The data –
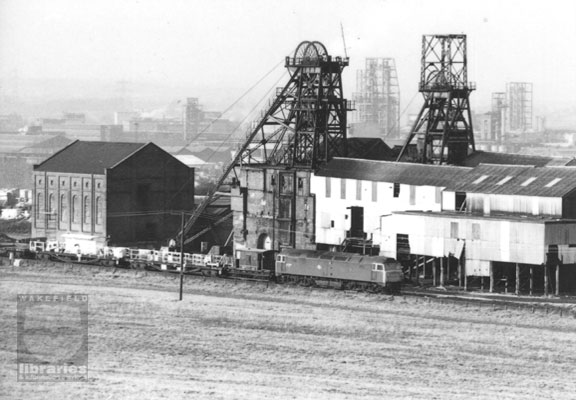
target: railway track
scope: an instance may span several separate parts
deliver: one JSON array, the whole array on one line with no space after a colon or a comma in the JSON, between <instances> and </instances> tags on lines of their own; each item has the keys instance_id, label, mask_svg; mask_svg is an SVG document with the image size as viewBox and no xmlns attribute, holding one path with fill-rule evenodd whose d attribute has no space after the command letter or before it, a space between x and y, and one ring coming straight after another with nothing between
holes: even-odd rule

* * *

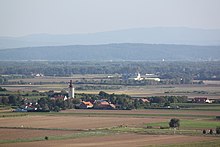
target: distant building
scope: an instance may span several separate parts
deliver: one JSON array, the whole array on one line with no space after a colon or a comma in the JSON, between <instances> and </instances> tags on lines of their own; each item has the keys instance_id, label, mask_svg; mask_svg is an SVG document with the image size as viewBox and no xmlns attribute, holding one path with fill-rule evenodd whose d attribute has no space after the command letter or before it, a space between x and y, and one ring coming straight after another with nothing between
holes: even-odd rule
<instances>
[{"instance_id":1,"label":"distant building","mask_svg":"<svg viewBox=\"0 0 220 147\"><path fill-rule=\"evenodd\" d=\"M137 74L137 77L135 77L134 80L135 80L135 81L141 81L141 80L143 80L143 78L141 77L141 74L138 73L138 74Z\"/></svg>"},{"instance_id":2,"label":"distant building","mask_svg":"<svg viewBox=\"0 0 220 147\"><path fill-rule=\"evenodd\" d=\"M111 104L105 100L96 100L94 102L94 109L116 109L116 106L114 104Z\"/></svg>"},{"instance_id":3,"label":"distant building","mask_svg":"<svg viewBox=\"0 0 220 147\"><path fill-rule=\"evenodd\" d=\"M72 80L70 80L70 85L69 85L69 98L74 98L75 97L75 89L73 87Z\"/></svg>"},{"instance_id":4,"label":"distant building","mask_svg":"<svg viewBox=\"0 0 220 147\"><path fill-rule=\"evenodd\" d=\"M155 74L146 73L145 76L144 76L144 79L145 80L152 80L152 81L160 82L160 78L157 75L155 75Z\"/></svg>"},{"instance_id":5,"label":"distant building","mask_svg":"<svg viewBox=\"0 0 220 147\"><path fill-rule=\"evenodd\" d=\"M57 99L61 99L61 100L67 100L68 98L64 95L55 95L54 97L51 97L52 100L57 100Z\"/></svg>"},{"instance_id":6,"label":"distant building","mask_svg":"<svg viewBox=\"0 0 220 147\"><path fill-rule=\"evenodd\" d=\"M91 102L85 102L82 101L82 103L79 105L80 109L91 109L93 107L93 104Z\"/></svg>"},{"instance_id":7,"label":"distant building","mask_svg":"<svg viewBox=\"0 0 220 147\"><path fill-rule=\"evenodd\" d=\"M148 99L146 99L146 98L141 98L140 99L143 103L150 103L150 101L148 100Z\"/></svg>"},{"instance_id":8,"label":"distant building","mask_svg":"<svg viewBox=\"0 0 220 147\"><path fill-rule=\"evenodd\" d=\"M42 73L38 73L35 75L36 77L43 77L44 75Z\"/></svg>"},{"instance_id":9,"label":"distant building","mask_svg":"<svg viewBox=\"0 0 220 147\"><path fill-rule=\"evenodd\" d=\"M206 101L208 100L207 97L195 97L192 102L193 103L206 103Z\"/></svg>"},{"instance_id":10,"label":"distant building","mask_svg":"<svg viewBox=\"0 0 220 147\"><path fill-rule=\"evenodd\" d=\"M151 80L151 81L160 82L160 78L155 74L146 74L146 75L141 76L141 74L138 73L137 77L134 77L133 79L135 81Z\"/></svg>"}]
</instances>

What you are asked to do – Which lines in the records above contain the string "target"? Copy them.

Result –
target: railway track
target: distant building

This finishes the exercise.